**Stored items:**
--------
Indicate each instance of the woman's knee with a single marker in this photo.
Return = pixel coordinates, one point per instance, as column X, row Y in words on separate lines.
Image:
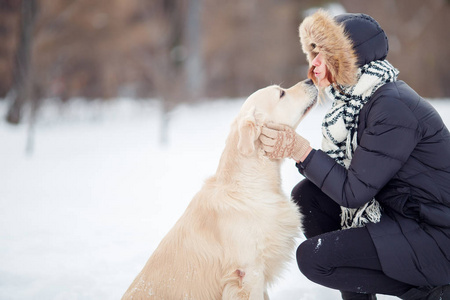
column 307, row 259
column 304, row 191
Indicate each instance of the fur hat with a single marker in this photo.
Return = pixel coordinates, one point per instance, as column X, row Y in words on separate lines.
column 347, row 42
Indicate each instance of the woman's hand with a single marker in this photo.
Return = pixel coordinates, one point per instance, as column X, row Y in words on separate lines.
column 281, row 141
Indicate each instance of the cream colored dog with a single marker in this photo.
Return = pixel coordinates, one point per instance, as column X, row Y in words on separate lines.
column 238, row 231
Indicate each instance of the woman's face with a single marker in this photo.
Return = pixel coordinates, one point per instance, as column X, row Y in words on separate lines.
column 320, row 70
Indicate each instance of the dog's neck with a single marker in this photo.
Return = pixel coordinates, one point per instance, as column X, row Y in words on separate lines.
column 252, row 170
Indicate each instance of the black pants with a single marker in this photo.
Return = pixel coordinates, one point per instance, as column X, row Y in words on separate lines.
column 345, row 260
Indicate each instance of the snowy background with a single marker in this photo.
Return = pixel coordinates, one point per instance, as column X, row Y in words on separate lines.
column 82, row 213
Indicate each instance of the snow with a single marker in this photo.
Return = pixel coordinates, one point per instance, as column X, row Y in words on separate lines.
column 82, row 213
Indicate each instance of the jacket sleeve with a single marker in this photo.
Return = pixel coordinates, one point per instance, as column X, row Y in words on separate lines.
column 390, row 135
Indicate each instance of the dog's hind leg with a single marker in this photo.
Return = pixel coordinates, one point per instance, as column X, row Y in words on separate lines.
column 245, row 284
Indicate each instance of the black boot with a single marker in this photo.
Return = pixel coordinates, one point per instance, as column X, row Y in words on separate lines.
column 425, row 293
column 357, row 296
column 439, row 293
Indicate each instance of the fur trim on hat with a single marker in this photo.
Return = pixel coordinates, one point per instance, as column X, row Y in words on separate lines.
column 321, row 33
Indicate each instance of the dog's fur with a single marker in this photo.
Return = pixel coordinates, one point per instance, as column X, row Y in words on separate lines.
column 239, row 230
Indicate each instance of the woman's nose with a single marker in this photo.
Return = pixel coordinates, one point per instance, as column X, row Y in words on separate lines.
column 316, row 61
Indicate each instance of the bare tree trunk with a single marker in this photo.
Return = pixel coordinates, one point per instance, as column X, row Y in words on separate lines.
column 194, row 69
column 21, row 85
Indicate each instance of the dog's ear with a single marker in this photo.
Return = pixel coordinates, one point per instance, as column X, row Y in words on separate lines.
column 248, row 133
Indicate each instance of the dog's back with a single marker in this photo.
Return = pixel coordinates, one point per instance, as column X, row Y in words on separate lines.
column 185, row 264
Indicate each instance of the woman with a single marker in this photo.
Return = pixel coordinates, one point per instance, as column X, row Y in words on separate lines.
column 376, row 198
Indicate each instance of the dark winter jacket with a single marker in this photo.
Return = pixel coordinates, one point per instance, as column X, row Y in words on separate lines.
column 403, row 160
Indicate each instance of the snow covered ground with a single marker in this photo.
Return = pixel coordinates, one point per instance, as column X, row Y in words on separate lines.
column 80, row 216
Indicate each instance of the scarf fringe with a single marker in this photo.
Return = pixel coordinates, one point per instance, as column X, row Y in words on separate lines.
column 359, row 217
column 347, row 104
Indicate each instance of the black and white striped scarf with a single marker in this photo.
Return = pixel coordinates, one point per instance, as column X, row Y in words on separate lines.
column 340, row 126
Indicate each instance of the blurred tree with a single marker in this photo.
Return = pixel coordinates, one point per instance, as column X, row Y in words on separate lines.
column 184, row 50
column 22, row 82
column 9, row 27
column 419, row 40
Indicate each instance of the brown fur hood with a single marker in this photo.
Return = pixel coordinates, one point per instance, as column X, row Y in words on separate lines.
column 347, row 42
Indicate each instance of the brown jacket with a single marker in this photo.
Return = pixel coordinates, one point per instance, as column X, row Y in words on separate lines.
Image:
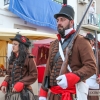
column 29, row 73
column 81, row 61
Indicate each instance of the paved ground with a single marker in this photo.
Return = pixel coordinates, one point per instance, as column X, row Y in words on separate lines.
column 34, row 86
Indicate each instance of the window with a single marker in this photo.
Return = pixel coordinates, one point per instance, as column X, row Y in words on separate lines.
column 59, row 1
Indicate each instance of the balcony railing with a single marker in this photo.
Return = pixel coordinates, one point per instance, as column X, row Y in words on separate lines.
column 92, row 19
column 6, row 2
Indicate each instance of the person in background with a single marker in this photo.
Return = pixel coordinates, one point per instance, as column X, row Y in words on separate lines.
column 92, row 19
column 22, row 71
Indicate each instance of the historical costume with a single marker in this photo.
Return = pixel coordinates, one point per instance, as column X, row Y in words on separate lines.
column 81, row 60
column 21, row 72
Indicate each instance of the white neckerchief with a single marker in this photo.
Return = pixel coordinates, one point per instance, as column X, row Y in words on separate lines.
column 66, row 32
column 60, row 48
--------
**Directive:** Swap "single marker" for "single dot" throughout all of these lines and write them out again with nothing else changed. Leave the pictures out.

**Correct response:**
Indicate each instance of the woman's knee with a single dot in this photo.
Return = pixel coordinates, one point per instance, as column X, row Y in words on separate lines.
Image:
column 307, row 259
column 304, row 191
Indicate each instance of the fur hat with a single dot in this photo.
Return = pixel coordinates, one point per instance, as column X, row Y in words on separate lines.
column 347, row 42
Indicate each instance of the woman's hand with a single dot in this photo.
Return = pixel coordinates, one point per instance, as column X, row Y in words on separate lines.
column 281, row 141
Indicate each instance of the cream colored dog with a single dot in this photo.
Return = pixel coordinates, one point per instance, as column X, row Y in words on separate lines.
column 238, row 231
Indicate each instance of the woman's face with a single dot in this photo.
Return = pixel coordinates, one point per instance, as column X, row Y in words on separate lines.
column 320, row 70
Indicate each instance of the dog's neck with a single dot in this photo.
Return = pixel coordinates, one point per instance, as column X, row Y in words on separate lines.
column 252, row 170
Indicate each instance of the black pants with a single dot in this photo.
Return = pixel coordinates, one point per instance, as column X, row Y in words on separate lines.
column 345, row 260
Indicate each instance of the snowy background with a single dot in this photo.
Return = pixel coordinates, one point per instance, as column X, row Y in words on separate lines.
column 82, row 213
Indicate each instance of the snow with a single dot in this photo.
Return = pixel coordinates, one point per instance, as column X, row Y in words on separate lines.
column 82, row 213
Indicate each instance of the jacket sleeve with a single dot in this photo.
Return = pixel coordinates, one point per instance, as column X, row Y in words on separate lines.
column 390, row 135
Indicate each instance of the dog's hind leg with a single dot in this photo.
Return = pixel coordinates, one point per instance, as column X, row Y in words on separate lines.
column 245, row 284
Indicate each instance of the black boot with a single dot in this photo.
Return = pixel coordinates, one point per instance, as column X, row Y in words on separate lines.
column 425, row 293
column 357, row 296
column 439, row 293
Indicate each instance of the fur trim on hat with a single dot in this photo.
Return = pixel coordinates, one point per instance, as column X, row Y in words on separate lines.
column 321, row 33
Indicate each instance of the dog's fur with a single dot in this photo.
Return = pixel coordinates, one point per instance, as column X, row Y in words on separate lines.
column 239, row 230
Indicate each instance of the woman's nose with a single dot in this photo.
Return = pixel coordinates, one point per instance, as column X, row Y in words on separate lines.
column 316, row 61
Indicate each instance of the bare tree trunk with a single dot in this photo.
Return = pixel coordinates, one point per instance, as column X, row Y in words on separate lines.
column 194, row 69
column 21, row 85
Indicate each instance of the dog's ear with a single dot in this photo.
Return = pixel coordinates, one point per instance, as column X, row Y in words on separate lines.
column 248, row 133
Indicate each instance of the dog's back with a single dot in this photo.
Return = pixel coordinates, one point per instance, as column X, row Y in words on separate lines.
column 185, row 264
Indicate each instance of the woman with a single dot in this photo.
Return = pixel coordinates, one point per instance, as column X, row Y in words on separate lines.
column 376, row 198
Indicate each instance of the dark winter jacket with a single dot in this photo.
Return = pixel coordinates, one point per instance, as column X, row Y in words on separate lines.
column 403, row 160
Indicate each instance of the snow covered ground with a single dot in this photo.
Return = pixel coordinates, one point per instance, as column X, row Y in words on separate lines.
column 80, row 216
Indicate each instance of the scarf fringe with a single dot in this photo.
Return = pixel coordinates, one point per instance, as column X, row Y in words on separate lines.
column 359, row 217
column 347, row 104
Indicate each instance of the black and white striped scarf with a single dot in this photo.
Return = pixel coordinates, one point per instance, as column X, row Y in words on separate lines.
column 340, row 126
Indicate each instance of the blurred tree with a single dot in this photo.
Return = pixel coordinates, one point per instance, as column X, row Y in words on separate lines.
column 184, row 50
column 22, row 82
column 9, row 27
column 419, row 40
Indicate each instance of the brown fur hood with a single dot in this photo.
Return = pixel coordinates, one point per instance, as column X, row Y in words on separate lines.
column 347, row 42
Indicate each instance of the brown jacket with a single dot in this photo.
Return = pixel coordinates, one point per instance, as column X, row Y in words on separate lines.
Image:
column 29, row 73
column 81, row 61
Indicate each instance of the paved ground with a single dot in this photo.
Return = pixel coordinates, one point per instance, as column X, row Y in words on separate lines.
column 34, row 86
Indicate each instance of the window with a single dot in this photo.
Return = pixel coordinates, one point per instance, as column X, row Y in words on separate lines.
column 59, row 1
Indicate each instance of the balcony railing with a single dot in this photo.
Return = pixel coordinates, one point per instance, as column X, row Y in words on separate lines.
column 92, row 19
column 6, row 2
Indicate each instance of the person in background with a single dot in this photo.
Return = pixel coordinates, one point per instance, as column X, row Y in words on separate lines.
column 92, row 19
column 22, row 71
Indicate each instance of the historical costume with a single dot in this photo.
Return = pixel coordinates, one point per instance, as column X, row Y in words on separate lines.
column 81, row 60
column 21, row 72
Indicate each instance of the white neckerchief with a single dot in this photo.
Return = pixel coordinates, one point per instance, as column X, row Y in words on separate lines.
column 66, row 32
column 60, row 48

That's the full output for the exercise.